## WORK TO DO
Repeat the listing in full, preserving every character.

## SUPPLIED RECORDS
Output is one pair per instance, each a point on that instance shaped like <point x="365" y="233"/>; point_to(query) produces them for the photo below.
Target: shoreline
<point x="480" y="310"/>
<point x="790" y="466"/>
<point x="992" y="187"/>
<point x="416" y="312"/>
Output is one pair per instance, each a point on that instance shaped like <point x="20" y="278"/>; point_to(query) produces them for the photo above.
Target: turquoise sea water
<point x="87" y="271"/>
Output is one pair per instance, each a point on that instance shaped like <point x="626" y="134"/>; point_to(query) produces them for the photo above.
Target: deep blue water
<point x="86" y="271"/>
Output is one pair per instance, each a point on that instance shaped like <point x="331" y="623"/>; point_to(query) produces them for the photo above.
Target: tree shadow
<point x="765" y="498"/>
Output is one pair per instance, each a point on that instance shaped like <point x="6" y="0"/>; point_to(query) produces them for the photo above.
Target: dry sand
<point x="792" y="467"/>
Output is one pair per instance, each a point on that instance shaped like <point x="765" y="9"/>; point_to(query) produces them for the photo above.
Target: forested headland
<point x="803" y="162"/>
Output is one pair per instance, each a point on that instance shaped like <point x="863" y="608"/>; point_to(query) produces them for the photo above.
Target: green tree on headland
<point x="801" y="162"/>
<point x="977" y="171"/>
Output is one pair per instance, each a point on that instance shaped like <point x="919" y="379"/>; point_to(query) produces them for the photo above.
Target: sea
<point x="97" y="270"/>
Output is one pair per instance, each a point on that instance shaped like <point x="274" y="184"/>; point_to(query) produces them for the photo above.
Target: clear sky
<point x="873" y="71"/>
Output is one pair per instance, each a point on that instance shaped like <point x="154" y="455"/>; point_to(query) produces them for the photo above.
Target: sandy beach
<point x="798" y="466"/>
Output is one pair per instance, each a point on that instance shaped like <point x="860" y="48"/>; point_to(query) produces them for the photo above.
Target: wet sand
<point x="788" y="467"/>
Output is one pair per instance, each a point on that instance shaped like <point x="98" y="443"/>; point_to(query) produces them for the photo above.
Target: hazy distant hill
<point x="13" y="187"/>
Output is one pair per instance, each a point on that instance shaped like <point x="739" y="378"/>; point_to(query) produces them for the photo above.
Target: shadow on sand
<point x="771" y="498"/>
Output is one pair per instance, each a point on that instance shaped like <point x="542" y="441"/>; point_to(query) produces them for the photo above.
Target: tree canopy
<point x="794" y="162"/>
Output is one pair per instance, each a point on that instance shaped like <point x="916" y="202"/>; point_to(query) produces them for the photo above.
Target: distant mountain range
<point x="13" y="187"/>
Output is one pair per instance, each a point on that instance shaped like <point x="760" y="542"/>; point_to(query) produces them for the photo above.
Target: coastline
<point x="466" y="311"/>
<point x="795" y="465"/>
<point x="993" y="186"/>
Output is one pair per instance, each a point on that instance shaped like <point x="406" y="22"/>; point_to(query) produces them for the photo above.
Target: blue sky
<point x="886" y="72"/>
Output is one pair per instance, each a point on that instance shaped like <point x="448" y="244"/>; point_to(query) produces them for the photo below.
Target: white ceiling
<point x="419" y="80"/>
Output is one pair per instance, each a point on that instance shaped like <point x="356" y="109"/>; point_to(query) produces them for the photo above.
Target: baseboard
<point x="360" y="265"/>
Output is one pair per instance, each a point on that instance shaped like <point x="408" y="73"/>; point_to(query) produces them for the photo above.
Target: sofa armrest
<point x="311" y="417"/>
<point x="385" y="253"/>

## ANSWER TO THIS EXERCISE
Output is one pair per instance, each a point on that instance shaped like <point x="365" y="233"/>; point_to(query) produces them for the photo below.
Target: shoreline
<point x="480" y="310"/>
<point x="790" y="466"/>
<point x="992" y="187"/>
<point x="416" y="312"/>
Output is one pair per instance, each a point on that instance shaped like <point x="20" y="278"/>; point_to(query) produces them for the photo above.
Target: turquoise sea water
<point x="87" y="271"/>
Output is one pair per instance, each a point on that instance shaped like <point x="626" y="134"/>; point_to(query) produces them for the photo above.
Target: deep blue water
<point x="86" y="271"/>
Output is one pair per instance, each a point on that instance shaped like <point x="331" y="623"/>; point_to(query) produces them for the photo above.
Target: tree shadow
<point x="765" y="498"/>
Output is one pair per instance, each a point on that instance shaped like <point x="6" y="0"/>; point_to(query) produces them for the photo above.
Target: dry sand
<point x="792" y="467"/>
Output is one pair per instance, each a point on that instance shaped like <point x="765" y="9"/>; point_to(query) produces them for the photo above.
Target: forested headland
<point x="803" y="162"/>
Output is one pair per instance, each a point on that instance shaped like <point x="863" y="608"/>; point_to(query) produces them for the photo above.
Target: green tree on headland
<point x="801" y="162"/>
<point x="977" y="171"/>
Output is one pair per instance, each a point on that instance shaped like <point x="919" y="379"/>; point_to(query) produces them for the photo above.
Target: sea
<point x="97" y="270"/>
Output is one pair per instance, each a point on that instance shaped like <point x="274" y="184"/>; point_to(query) produces them for the photo above.
Target: clear sky
<point x="873" y="71"/>
Output is one pair per instance, each a point on that instance shaped like <point x="154" y="455"/>; point_to(query) produces them for the photo above.
Target: sandy beach
<point x="798" y="466"/>
Output is one pair per instance, each a point on that instance shaped like <point x="860" y="48"/>; point_to(query) produces them for the photo above.
Target: wet sand
<point x="788" y="467"/>
Output is one pair per instance, each a point on that instance shaped like <point x="98" y="443"/>; point_to(query) produces them for the photo above.
Target: hazy distant hill
<point x="13" y="187"/>
Output is one pair per instance, each a point on that instance shaped like <point x="739" y="378"/>; point_to(query) produces them for the photo above.
Target: shadow on sand
<point x="771" y="498"/>
Output is one pair per instance, each a point on that instance shaped like <point x="542" y="441"/>; point_to(query) produces them for the photo above.
Target: tree canopy
<point x="794" y="162"/>
Output is one pair per instance, each a point on that instance shaped like <point x="916" y="202"/>; point_to(query) produces them for the photo above.
Target: distant mountain range
<point x="13" y="187"/>
Output is one pair per instance, each a point on that instance shaped like <point x="760" y="542"/>; point_to(query) produces them for the photo above.
Target: coastline
<point x="466" y="311"/>
<point x="795" y="465"/>
<point x="993" y="186"/>
Output is one pair per instance, each a point on that instance shaped like <point x="406" y="22"/>; point_to(query) produces them for the photo above.
Target: blue sky
<point x="886" y="72"/>
Output is one pair per instance, each a point on that instance shaped like <point x="448" y="244"/>; point_to(query) produces them for the photo below.
Target: white ceiling
<point x="419" y="80"/>
Output is one pair per instance, each a point on that instance shaped like <point x="356" y="109"/>; point_to(query) produces them for the photo above.
Target: baseboard
<point x="360" y="265"/>
Output is one pair per instance, each a point on that instance shaped like <point x="408" y="73"/>; point_to(query) produces them for the photo above.
Target: sofa armrest
<point x="311" y="417"/>
<point x="385" y="253"/>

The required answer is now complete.